[Items listed in a dataset]
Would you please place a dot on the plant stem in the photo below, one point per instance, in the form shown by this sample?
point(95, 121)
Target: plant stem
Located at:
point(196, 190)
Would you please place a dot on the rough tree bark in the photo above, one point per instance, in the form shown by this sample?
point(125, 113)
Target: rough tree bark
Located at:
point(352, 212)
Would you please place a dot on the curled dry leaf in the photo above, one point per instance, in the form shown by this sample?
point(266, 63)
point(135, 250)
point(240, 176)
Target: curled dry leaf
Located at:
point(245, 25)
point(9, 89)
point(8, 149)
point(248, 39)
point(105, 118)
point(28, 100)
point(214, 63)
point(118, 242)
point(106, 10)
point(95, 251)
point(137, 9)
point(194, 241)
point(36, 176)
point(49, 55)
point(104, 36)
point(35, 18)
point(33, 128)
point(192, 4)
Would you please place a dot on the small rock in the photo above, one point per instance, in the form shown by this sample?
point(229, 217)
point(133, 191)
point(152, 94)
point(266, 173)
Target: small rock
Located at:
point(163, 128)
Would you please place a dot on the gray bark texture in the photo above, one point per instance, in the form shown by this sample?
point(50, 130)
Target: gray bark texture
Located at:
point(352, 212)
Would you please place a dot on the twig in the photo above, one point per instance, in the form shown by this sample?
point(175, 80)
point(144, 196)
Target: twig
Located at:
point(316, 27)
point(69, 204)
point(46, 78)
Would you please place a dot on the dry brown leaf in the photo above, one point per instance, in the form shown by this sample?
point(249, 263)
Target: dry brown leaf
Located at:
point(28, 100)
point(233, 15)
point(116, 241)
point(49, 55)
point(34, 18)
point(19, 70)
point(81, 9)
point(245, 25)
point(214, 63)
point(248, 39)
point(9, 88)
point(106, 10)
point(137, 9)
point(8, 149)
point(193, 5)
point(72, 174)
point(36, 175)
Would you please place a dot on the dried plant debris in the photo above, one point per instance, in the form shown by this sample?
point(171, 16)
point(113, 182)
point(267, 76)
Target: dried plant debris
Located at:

*What the task requires*. Each line of the data is to be restated exactly.

*Solution to the problem*.
Would you please place a dot on the plant stem in the photo below, one point per instance, in the form shown by this sample?
point(95, 121)
Target: plant stem
Located at:
point(196, 190)
Would you please place a dot on the rough tree bark in the photo above, one point per instance, in the form shown by this sample?
point(125, 113)
Target: rough tree bark
Located at:
point(352, 212)
Would you please place a dot on the curled dry leaf in the photo above, one point per instance, in the form shown by this sample?
point(266, 63)
point(135, 250)
point(240, 176)
Target: curled dry leaf
Located at:
point(245, 25)
point(9, 89)
point(8, 149)
point(248, 39)
point(105, 118)
point(28, 100)
point(214, 63)
point(118, 242)
point(106, 10)
point(95, 251)
point(137, 9)
point(194, 241)
point(36, 176)
point(49, 55)
point(104, 36)
point(35, 18)
point(33, 128)
point(192, 4)
Would you please place a dot on the small rock in the photo above, one point per instance, in the form shown by this sample?
point(229, 217)
point(133, 191)
point(152, 94)
point(266, 173)
Target: small rock
Located at:
point(163, 128)
Would you please place a dot on the gray bark texture in the photo above, one point per instance, in the form shown by this sample?
point(50, 130)
Target: gray bark texture
Located at:
point(352, 212)
Would you please place a dot on the twig in the photo above, one point per instance, in the form shown by this sample?
point(175, 80)
point(144, 196)
Target: twig
Located at:
point(316, 27)
point(69, 204)
point(46, 78)
Would you please place a dot on the dry brown leaf in the photo above, one point per instance, in the form shown by this sample?
point(249, 263)
Target: dry brown leaf
Located at:
point(28, 100)
point(233, 15)
point(116, 241)
point(49, 55)
point(34, 18)
point(19, 70)
point(81, 9)
point(245, 25)
point(214, 63)
point(248, 39)
point(9, 88)
point(106, 10)
point(137, 9)
point(8, 149)
point(193, 5)
point(72, 174)
point(36, 175)
Would you please place a dot on the dried plant debris in the photo above, one point per instance, in the form shown by this sample?
point(171, 16)
point(113, 182)
point(267, 76)
Target: dried plant debris
Located at:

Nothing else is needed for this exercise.